**Provided text:**
**********
Yin Ruins Museum

In 1899 several ancient relics were discovered in Anyang. Dating back to the Shang Dynasty, these ruins are now preserved in the Yin Ruins Museum. This location is considered the birthplace of Chinese archeology and one of the 100 Patriotic Education Centers of China.

Large quantities of relics were found here including bone and shell inscriptions, bronze and stone wares, jade and rare cultural relics from over 50 ancient palaces. Archeologists describe these finds as the unearthing the glorious achievements of ancient Shang civilization as well as their cruel and morbid slavery practices. Fuhao is a particularly important find. Excavated in 1976, this tomb is one the largest and most intact remnants of the Shang Dynasty. Housing numerous valuable artifacts of jade, bronze and ivory, Fuhao is also the final resting place of 16 slaves. Buried alive to serve their masters in the afterworld, the remains of these poor souls is evidence of the nefarious Shang practice of human sacrifice.

Another important archeological find is theChariot Pits of the Yin Ruins. The earliest chariot and road remains found in Chinese archeology, these ruins point to the likelihood that the Chinese invented animal drawn carts. Excavated by the Archeology Research Institute of China's Social Science Academy, these pits are largely intact and demonstrate both technological advances as well as the archaic cruelty of slave culture. In each pit a chariot is buried along with two horses and one immolated human slave.
**********
**Recorded information:**
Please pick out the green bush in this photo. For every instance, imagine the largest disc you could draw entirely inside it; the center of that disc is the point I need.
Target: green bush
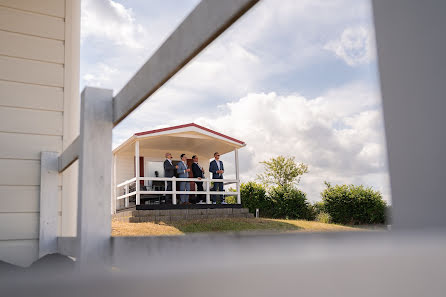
**********
**What you will do:**
1) From the Yin Ruins Museum text, reproduce the passage between "Another important archeological" and "immolated human slave.", inclusive.
2) Answer these questions using the Yin Ruins Museum text:
(a) In what year were ancient relics discovered in Anyang?
(b) How many slaves were buried in the Fuhao tomb?
(c) What is buried in each of the chariot pits?
3) According to the Yin Ruins Museum text, what are the materials of the valuable artifacts housed in the Fuhao tomb?

**Solutions for each task:**
1)
Another important archeological find is theChariot Pits of the Yin Ruins. The earliest chariot and road remains found in Chinese archeology, these ruins point to the likelihood that the Chinese invented animal drawn carts. Excavated by the Archeology Research Institute of China's Social Science Academy, these pits are largely intact and demonstrate both technological advances as well as the archaic cruelty of slave culture. In each pit a chariot is buried along with two horses and one immolated human slave.

2)
(a) 1899
(b) 16
(c) A chariot, two horses and one immolated human slave

3) Jade, bronze, ivory